Arbeitsauftrag: Gib aus dem folgenden Text über das Hallenstadion den Abschnitt wortgetreu wieder, der mit „2020 war für“ beginnt und bis einschließlich „Hallenstadion AG erhalten?“ reicht.

Textauszug:
>>

Welche Erwartungen haben Sie hinsichtlich Corporate-Events? Wann werden diese wieder in Gang kommen?
Wir haben nun vermehrt wieder Anfragen für grössere Firmenevents. Ich erwarte, dass vor allem das Weihnachtsgeschäft in diesem Bereich zunehmen wird. Sicher noch nicht so wie 2019, aber es könnte gegen Q4 mit Corporate Events so langsam wieder vorwärts gehen. Das hängt allerdings sehr von den Firmeninternen Richtlinien ab.
2020 war für das Hallenstadion ein «annus horribilis». Der Umsatz brach gegenüber 2019 um 74% ein, der Verlust betrug über 2,5 Mio. Franken. Welche staatlichen Unterstützungen hat die Hallenstadion AG erhalten?
«Das Hallenstadion ist zwar nötig, damit grosse Kulturevents überhaupt stattfinden können, fällt aber bei den konkreten Unterstützungsmassnahmen leider und bis zu einem gewissen Grad auch unverständlich stets durch die Maschen.»

<<

Datenauszug:
>>

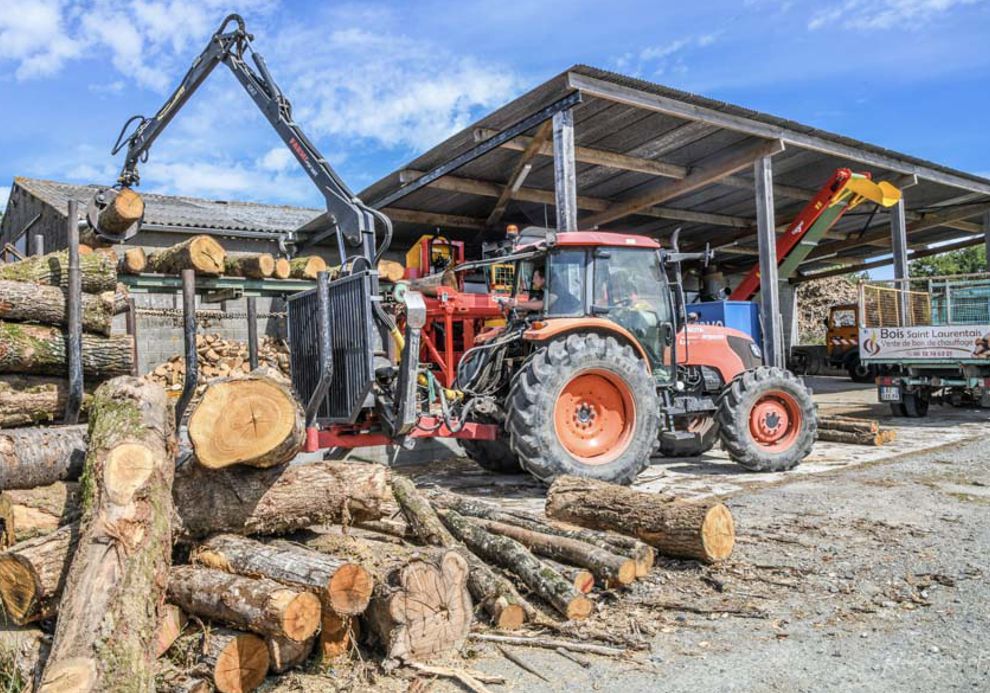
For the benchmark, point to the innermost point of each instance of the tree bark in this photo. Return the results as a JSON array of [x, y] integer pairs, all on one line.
[[133, 261], [33, 572], [252, 266], [703, 530], [306, 267], [31, 457], [546, 582], [200, 253], [250, 419], [340, 584], [641, 553], [27, 400], [420, 607], [278, 500], [259, 605], [495, 593], [97, 270], [41, 350], [26, 302], [125, 544], [29, 513]]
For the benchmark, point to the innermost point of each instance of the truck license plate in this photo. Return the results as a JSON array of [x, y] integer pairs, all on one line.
[[890, 393]]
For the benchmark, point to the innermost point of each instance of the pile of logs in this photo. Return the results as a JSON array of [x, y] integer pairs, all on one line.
[[846, 429], [33, 339], [239, 560]]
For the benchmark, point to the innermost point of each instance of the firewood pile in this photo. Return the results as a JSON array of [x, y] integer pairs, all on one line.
[[222, 566]]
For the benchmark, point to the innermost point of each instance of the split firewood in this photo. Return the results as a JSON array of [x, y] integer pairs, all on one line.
[[171, 621], [288, 654], [98, 272], [703, 530], [546, 582], [201, 254], [33, 573], [251, 419], [259, 605], [41, 350], [306, 267], [120, 565], [420, 607], [279, 499], [250, 265], [29, 513], [642, 554], [341, 585], [133, 261], [495, 593], [282, 268], [31, 399], [32, 457], [26, 302]]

<<

Lösung:
2020 war für das Hallenstadion ein «annus horribilis». Der Umsatz brach gegenüber 2019 um 74% ein, der Verlust betrug über 2,5 Mio. Franken. Welche staatlichen Unterstützungen hat die Hallenstadion AG erhalten?